> **SELECTED PASSAGE**
.....
Re: How get the specialized Type of after Template
Piaoger Gong wrote:
Hey,
I can get current Class name by the following method:
------------------------------------------------------------------------
#include <string>
typedef std::string SMCPString8;
#define _SMCP_FORCE_NSTRING_(s) #s
Any identifier whose first character is an underscore (such as
_SMCP_FORCE_NSTRING_) has been reserved for use as an
implementation-defined name. So by defining a name reserved for another
party, this program has broken the terms of its C++ "warranty". In
essence the Standard no longer guarantees that this program's behavior
will conform to the behavior as defined in the C++ Standard. The
Standard withdrew its warranty because there is nothing left to prevent
the program's misappropriated identifier from conflicting or otherwise
interfering with one of the implementation's own identifiers. In short,
all bets are off.
.....
> **INSTRUCTIONS**
1. Can you render every line of the dataset records below as a Markdown table with the columns Row and Line, numbering each row, skipping blank lines, and leaving the pictures out?
2. Could you write the next part of the forum reply on reserved C++ identifiers, picking up after its final sentence?

Dataset records:
.....
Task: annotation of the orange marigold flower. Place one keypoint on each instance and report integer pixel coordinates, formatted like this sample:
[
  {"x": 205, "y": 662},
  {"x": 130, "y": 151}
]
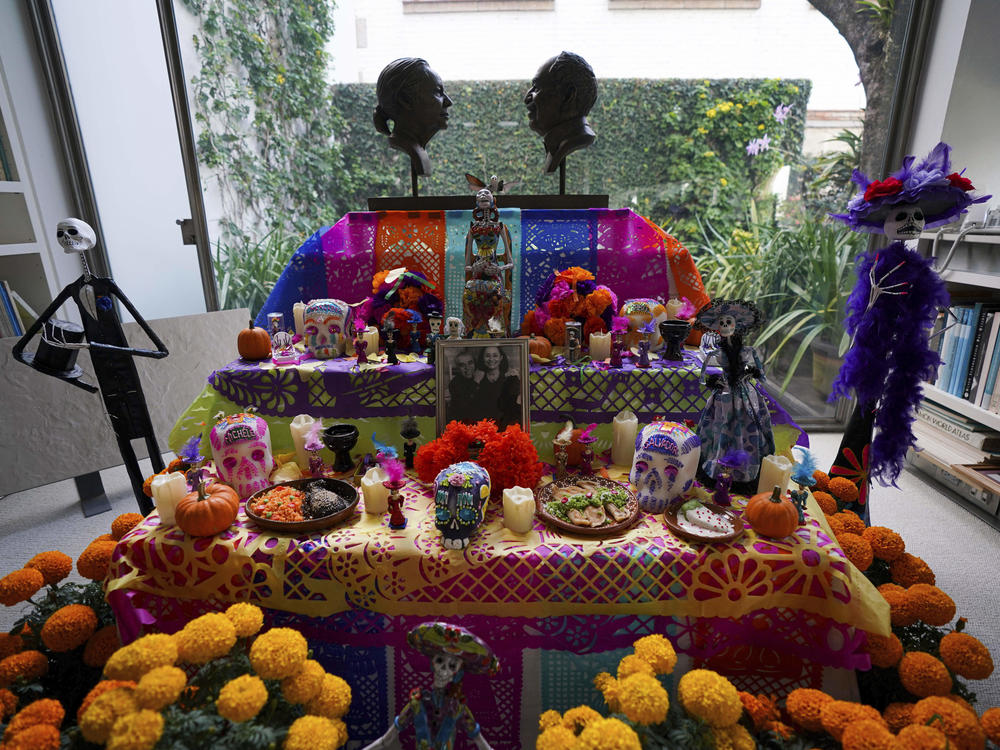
.....
> **ANSWERS IN ORDER**
1.
| Row | Line |
|---|---|
| 1 | Task: annotation of the orange marigold flower. Place one keypoint on each instance and report integer pixel coordinates, formatted like this sample: |
| 2 | [ |
| 3 |   {"x": 205, "y": 662}, |
| 4 |   {"x": 130, "y": 151} |
| 5 | ] |

2.
_SMCP_FORCE_NSTRING_ is not
#define DECLARE_CLASS(classname) \
public: \
SMCPString8 GetClassName() const { return
_SMCP_FORCE_NSTRING_(classname);}
Purely in terms of programming style, I do not see in what way
SMCPString8 is a better name than std:: string - or even that this
typedef accomplishes anything other than to make reading this code,
more difficult.
class CTestClass
{
public:
CTestClass(){}
~CTestClass(){ }
DECLARE_CLASS(CTestClass)
};
I can see several drawbacks with this DECLARE_CLASS macro as the
mechanism to obtain a string with the name of a specified type. For
one, even though the DECLARE_CLASS macro is found inside its target
class's declaration, the program must still specify the name of the
enclosing class name as a parameter. And having to specify the class
name in the midsts of its definition seems likely to prove as
error-prone as it is redundant - or perhaps even more so, since passing
a mismatched class name to a DECLARE_CLASS macro is an error that goes
undetected. Two, the very fact that that the DECLARE_CLASS macro must
be inserted into the body of a class declaration - sharply limits the
scope of this solution to just name strings for the program's own class
types. Three, DECLARE_CLASS works only with class types - it cannot,
for instance, get the name string for a fundamental or a template
specialization type..
Is it possible to get the specified argument type of Template?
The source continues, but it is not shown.